___ Passage fourni ___

Un souffle politique en banlieue
Au moment où une **nouvelle marche de l’égalité** doit rallier Paris, le 13 juillet, les mouvements citoyens et associatifs issus des banlieues tentent d’émerger comme force politique. Une démarche difficile.
dans l’hebdo N° 1060 Acheter ce numéro
À quand une traduction politique du malaise des quartiers populaires ? Sous l’ère Sarkozy, et depuis les violences urbaines de 2005, les mouvements associatifs et citoyens vivent un renouveau dans les banlieues. Déçus par les syndicats et les partis traditionnels, beaucoup estiment désormais nécessaire d’engager une démarche politique autonome. « Le mouvement social ne prend pas en compte le problème des discriminations, qui est criant dans les quartiers » , dénonçait Nicolas à l’occasion du premier anniversaire du Mouvement des quartiers pour la justice sociale (MQJS), début juin, à Paris. Même constat pour Hassan Ben M’barek, qui a participé le mois dernier à la création du Front banlieue intégrée (FBI) pour lutter contre la stigmatisation « et les politiques sécuritaires et immobilières qui en découlent » . D’autres associations plus anciennes se mettent aussi en mouvement dans l’objectif de créer un parti. « On travaille à une alternative politique, explique Boualam Azahoum, membre de DiverCité. Un mouvement autonome et progressiste de gauche. » Le Mouvement de l’immigration et des banlieues (MIB) et les Motivé-e-s de Toulouse portent également ce projet, qui peine à aboutir.

___ Extraits de données ___

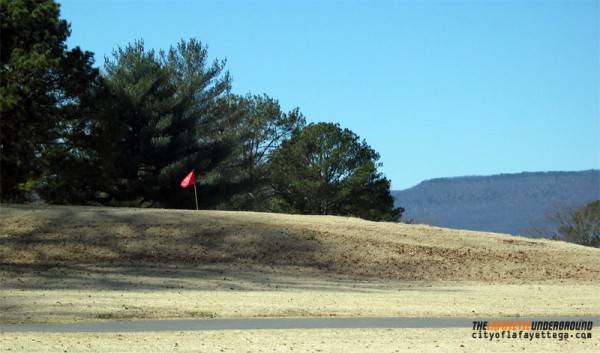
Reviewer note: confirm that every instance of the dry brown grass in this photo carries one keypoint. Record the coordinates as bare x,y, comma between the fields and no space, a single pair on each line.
65,264
41,238
324,341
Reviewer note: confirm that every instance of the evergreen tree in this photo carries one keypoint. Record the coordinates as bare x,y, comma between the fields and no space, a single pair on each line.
164,104
255,127
326,170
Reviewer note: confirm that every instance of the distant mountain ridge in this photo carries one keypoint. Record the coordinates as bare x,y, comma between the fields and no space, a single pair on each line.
505,203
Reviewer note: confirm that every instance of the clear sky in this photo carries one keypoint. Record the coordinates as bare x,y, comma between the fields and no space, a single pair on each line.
438,88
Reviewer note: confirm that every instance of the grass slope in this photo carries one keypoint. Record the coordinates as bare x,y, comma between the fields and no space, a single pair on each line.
41,238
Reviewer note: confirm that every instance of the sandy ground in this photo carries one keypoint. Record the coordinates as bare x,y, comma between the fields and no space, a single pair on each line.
341,299
334,341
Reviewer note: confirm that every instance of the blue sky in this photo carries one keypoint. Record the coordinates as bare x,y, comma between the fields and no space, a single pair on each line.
438,88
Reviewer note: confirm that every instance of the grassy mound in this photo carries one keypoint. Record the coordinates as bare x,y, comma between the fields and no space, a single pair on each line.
35,238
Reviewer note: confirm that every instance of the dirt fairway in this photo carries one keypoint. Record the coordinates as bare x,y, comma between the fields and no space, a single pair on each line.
70,264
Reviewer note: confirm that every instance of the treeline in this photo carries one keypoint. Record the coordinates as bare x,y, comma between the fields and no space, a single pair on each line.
127,135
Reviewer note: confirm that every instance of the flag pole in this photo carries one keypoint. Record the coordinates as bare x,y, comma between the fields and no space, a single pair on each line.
196,194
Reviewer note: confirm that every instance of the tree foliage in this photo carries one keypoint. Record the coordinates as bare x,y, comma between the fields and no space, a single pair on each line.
166,122
42,87
256,126
126,136
575,225
324,169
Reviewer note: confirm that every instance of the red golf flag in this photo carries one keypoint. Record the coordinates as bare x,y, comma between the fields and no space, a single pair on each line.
189,180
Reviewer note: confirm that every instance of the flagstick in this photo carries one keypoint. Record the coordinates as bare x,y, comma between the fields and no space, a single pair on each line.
196,194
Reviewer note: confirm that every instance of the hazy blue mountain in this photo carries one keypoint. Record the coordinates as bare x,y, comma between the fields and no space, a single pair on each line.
505,203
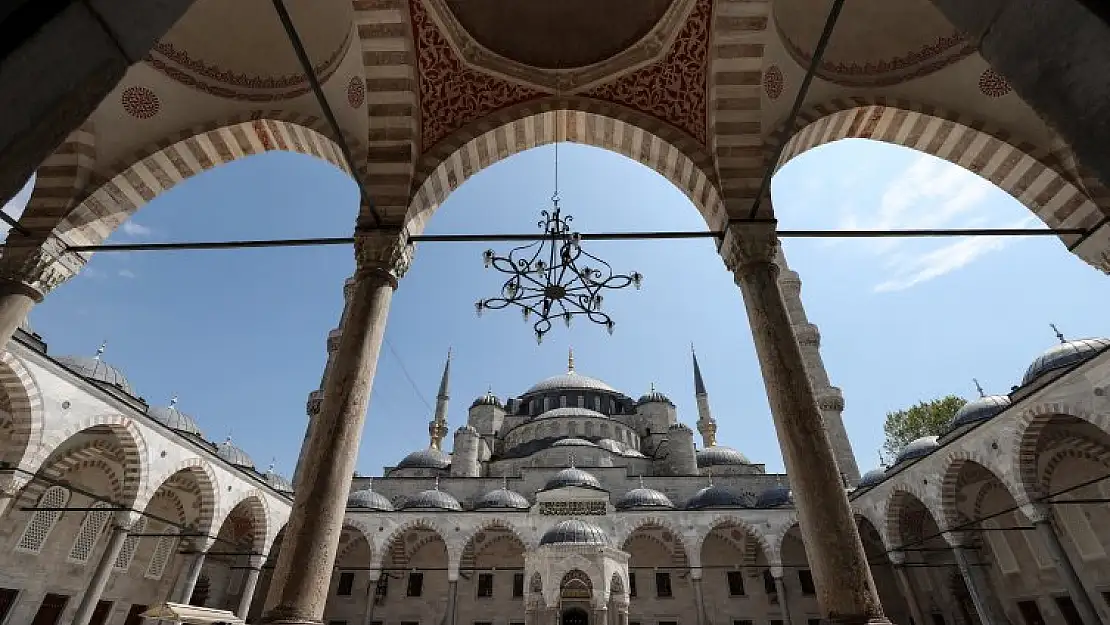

___

▸ **Objectif 1**: Recopiez, dans l'article sur les mouvements des banlieues, tout le passage depuis « Un souffle politique » jusqu'à « Une démarche difficile. ».
▸ **Objectif 2**: D'après l'article sur les mouvements des banlieues, de quelle association Boualam Azahoum est-il membre ?

▸ **Réponse rédigée 1**:
Un souffle politique en banlieue
Au moment où une **nouvelle marche de l’égalité** doit rallier Paris, le 13 juillet, les mouvements citoyens et associatifs issus des banlieues tentent d’émerger comme force politique. Une démarche difficile.

▸ **Réponse rédigée 2**: Boualam Azahoum est membre de DiverCité.